Outline annotation records:

——

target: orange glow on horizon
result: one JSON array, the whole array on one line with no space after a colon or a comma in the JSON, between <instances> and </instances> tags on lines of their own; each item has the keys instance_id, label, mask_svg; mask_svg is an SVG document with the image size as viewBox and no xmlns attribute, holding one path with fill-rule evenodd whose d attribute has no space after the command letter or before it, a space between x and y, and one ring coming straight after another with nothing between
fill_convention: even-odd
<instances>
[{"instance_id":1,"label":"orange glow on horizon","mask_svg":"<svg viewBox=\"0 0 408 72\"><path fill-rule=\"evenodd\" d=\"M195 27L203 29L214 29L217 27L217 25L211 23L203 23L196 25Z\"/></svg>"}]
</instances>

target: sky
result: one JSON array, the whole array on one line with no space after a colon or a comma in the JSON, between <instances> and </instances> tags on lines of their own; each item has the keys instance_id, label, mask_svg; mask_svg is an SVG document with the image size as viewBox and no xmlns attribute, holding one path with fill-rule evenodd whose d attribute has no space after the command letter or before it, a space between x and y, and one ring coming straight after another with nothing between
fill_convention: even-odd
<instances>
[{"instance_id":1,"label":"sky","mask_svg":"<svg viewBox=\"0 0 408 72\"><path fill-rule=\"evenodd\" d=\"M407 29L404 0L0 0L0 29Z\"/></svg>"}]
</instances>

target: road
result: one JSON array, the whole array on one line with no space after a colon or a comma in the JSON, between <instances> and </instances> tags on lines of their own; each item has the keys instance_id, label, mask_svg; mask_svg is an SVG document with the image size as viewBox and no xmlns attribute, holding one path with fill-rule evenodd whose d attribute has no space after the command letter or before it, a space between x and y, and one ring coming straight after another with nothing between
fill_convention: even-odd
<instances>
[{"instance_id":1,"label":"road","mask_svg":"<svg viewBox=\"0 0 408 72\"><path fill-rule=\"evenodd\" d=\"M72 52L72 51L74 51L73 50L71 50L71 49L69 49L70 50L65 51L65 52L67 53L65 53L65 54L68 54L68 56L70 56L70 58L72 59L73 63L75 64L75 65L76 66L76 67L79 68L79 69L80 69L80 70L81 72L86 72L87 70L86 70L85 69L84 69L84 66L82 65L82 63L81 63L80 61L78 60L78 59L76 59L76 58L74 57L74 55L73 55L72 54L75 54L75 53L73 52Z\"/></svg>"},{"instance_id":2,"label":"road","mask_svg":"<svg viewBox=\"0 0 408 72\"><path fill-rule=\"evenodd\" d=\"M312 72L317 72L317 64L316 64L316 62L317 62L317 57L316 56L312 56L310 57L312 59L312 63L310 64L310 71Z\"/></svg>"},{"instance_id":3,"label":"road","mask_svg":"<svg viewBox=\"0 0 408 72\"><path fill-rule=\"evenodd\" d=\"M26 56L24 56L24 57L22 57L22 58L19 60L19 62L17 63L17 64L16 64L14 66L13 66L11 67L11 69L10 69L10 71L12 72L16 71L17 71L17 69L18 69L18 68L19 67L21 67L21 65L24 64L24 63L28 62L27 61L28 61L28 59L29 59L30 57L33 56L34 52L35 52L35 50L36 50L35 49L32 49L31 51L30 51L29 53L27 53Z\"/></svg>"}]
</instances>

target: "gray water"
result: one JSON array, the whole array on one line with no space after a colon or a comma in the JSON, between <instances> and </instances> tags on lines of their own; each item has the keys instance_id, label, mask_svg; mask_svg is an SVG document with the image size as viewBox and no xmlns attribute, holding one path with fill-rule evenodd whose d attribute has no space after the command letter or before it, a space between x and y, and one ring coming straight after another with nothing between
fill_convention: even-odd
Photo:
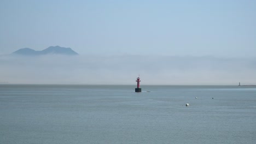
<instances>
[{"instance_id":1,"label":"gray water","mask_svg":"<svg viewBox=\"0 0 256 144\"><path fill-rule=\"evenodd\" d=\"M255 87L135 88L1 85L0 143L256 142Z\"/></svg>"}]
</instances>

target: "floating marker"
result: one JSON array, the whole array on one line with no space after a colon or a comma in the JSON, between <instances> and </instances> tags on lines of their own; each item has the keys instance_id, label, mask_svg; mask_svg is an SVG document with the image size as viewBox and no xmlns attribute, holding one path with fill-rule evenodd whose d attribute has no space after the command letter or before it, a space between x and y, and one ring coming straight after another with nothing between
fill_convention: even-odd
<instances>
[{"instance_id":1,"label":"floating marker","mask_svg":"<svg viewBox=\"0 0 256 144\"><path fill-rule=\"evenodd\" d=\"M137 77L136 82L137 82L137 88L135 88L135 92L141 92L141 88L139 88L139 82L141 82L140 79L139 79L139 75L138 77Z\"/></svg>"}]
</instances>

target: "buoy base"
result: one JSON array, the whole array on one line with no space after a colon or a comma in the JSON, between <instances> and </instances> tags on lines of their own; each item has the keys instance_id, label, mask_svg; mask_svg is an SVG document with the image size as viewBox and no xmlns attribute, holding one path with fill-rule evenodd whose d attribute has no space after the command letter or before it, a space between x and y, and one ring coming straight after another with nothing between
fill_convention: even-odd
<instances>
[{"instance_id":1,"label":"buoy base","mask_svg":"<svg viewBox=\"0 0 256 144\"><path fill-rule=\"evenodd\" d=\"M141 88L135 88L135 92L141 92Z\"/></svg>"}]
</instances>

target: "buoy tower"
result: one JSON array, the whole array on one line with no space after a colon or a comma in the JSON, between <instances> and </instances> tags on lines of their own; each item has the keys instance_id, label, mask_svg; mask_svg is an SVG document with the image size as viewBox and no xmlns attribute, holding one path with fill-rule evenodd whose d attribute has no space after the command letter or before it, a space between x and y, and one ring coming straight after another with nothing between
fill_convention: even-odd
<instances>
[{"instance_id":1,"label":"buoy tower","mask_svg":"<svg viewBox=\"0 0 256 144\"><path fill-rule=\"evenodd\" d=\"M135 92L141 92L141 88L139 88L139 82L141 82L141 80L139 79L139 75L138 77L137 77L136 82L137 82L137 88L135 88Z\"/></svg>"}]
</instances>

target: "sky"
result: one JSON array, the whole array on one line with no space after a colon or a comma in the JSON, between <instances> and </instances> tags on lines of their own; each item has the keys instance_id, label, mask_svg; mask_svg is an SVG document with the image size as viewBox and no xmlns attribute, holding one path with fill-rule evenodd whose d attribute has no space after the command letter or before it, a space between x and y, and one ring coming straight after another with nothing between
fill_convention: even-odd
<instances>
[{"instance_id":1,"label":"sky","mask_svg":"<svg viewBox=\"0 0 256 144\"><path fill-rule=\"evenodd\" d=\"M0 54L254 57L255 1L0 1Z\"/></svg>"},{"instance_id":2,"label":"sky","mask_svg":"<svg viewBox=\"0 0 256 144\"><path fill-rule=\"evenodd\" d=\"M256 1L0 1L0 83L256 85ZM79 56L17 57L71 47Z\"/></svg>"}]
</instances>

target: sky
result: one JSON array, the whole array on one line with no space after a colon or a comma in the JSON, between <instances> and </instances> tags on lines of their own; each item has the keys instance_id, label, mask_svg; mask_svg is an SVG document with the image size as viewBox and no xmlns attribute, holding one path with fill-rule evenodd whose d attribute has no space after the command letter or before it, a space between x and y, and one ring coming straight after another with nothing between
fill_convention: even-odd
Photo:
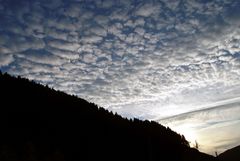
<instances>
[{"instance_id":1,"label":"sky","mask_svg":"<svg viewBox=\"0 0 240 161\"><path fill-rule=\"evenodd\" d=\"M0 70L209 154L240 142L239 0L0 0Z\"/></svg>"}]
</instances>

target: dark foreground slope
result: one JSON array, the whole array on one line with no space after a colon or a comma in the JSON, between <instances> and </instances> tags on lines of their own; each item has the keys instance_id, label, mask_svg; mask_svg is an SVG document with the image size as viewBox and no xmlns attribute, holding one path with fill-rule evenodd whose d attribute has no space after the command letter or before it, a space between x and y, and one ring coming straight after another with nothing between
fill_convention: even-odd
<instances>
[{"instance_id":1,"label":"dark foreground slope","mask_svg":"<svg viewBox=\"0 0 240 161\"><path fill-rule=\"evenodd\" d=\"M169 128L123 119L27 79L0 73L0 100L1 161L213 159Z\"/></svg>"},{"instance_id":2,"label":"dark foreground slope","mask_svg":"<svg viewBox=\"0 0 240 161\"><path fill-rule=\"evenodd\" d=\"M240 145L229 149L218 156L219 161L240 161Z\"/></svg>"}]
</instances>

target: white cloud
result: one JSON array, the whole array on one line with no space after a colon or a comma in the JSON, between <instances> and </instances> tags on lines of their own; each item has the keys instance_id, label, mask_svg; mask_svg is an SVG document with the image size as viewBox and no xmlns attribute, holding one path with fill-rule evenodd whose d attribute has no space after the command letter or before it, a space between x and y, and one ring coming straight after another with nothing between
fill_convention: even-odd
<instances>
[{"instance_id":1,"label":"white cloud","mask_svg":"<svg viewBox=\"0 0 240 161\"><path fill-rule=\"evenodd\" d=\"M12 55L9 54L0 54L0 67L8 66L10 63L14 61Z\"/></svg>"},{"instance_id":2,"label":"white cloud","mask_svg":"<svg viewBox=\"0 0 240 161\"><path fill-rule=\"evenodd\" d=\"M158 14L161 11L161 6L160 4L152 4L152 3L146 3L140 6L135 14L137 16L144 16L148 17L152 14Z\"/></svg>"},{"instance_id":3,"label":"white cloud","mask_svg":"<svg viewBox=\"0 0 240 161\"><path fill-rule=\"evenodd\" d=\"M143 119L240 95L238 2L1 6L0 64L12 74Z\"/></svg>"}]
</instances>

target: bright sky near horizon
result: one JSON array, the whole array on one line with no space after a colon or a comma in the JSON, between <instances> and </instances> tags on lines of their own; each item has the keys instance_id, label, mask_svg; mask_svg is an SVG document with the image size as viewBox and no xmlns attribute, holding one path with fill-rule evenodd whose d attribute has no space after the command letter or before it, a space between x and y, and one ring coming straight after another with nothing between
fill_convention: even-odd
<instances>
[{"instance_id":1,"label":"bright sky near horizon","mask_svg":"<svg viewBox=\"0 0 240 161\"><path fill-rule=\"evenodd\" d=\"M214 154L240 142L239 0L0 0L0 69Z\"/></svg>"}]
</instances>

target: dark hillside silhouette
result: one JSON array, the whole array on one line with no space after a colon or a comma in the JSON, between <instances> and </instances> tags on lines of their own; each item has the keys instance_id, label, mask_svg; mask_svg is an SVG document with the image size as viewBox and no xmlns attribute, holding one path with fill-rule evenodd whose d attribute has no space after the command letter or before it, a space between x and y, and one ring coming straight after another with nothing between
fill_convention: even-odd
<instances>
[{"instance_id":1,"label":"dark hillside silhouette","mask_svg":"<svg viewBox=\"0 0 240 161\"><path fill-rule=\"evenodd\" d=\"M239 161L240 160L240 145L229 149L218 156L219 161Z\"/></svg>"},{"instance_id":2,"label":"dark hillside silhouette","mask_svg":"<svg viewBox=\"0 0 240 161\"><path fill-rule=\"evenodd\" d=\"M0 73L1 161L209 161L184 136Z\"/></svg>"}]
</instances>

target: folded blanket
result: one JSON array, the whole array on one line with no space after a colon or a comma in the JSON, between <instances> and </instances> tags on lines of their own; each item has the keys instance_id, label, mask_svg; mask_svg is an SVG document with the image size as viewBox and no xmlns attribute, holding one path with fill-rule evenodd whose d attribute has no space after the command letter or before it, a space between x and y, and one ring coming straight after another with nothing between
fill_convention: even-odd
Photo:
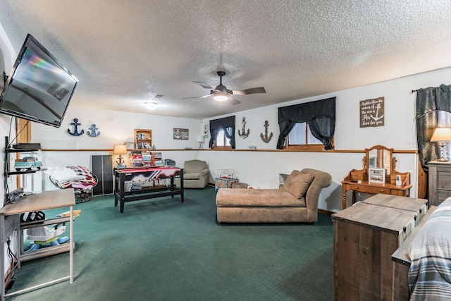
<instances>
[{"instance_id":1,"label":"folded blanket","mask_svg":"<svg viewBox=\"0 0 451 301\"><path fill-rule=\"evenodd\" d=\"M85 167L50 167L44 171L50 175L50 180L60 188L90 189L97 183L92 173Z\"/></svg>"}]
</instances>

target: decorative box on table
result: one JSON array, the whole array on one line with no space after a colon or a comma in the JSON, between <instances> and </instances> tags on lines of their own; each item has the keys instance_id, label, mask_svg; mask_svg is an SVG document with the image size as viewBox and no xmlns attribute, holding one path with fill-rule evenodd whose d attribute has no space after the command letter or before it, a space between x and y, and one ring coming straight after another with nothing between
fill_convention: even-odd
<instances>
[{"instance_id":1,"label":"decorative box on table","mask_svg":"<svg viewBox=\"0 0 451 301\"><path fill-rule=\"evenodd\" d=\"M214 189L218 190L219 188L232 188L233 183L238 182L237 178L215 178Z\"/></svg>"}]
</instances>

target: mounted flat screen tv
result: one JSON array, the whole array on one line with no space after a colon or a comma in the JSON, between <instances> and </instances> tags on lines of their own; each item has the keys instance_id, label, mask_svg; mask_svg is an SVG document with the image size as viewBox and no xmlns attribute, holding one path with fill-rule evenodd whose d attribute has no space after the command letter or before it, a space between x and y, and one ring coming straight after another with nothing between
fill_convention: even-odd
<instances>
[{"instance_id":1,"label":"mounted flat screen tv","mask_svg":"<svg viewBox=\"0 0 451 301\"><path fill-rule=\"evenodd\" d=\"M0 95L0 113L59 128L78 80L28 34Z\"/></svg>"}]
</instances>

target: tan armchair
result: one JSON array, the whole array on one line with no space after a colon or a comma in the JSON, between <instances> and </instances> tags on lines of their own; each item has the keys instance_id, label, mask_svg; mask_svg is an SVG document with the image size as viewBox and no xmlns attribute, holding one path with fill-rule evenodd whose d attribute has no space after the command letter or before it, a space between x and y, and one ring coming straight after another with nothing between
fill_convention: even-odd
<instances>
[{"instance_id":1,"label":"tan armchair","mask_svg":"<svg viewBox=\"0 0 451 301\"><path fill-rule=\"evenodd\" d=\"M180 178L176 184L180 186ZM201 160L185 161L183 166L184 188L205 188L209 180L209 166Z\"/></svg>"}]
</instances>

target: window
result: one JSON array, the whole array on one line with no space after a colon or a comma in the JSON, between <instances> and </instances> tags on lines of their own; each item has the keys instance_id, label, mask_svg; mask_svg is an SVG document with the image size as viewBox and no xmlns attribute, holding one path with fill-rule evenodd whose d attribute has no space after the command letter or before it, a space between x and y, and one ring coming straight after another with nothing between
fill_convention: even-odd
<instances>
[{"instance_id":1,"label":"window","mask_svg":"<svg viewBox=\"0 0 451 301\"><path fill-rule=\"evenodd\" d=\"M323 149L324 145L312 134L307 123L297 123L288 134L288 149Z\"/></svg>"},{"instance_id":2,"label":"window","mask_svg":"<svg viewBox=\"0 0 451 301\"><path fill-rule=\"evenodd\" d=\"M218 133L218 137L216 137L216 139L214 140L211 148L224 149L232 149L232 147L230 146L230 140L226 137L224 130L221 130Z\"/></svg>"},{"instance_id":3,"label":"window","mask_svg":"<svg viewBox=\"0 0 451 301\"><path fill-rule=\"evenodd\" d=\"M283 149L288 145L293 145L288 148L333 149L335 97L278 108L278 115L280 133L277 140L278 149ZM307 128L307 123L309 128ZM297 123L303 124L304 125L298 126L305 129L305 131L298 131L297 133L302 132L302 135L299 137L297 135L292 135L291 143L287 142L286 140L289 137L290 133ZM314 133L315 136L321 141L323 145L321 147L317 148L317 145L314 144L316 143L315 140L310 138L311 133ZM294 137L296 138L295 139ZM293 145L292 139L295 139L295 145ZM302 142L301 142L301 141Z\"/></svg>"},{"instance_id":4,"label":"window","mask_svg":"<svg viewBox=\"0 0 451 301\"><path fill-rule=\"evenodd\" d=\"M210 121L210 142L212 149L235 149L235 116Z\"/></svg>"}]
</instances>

——

What is needed
Count how many lines in the rows above contain the word "horizon", and reply with only that number.

Exercise result
4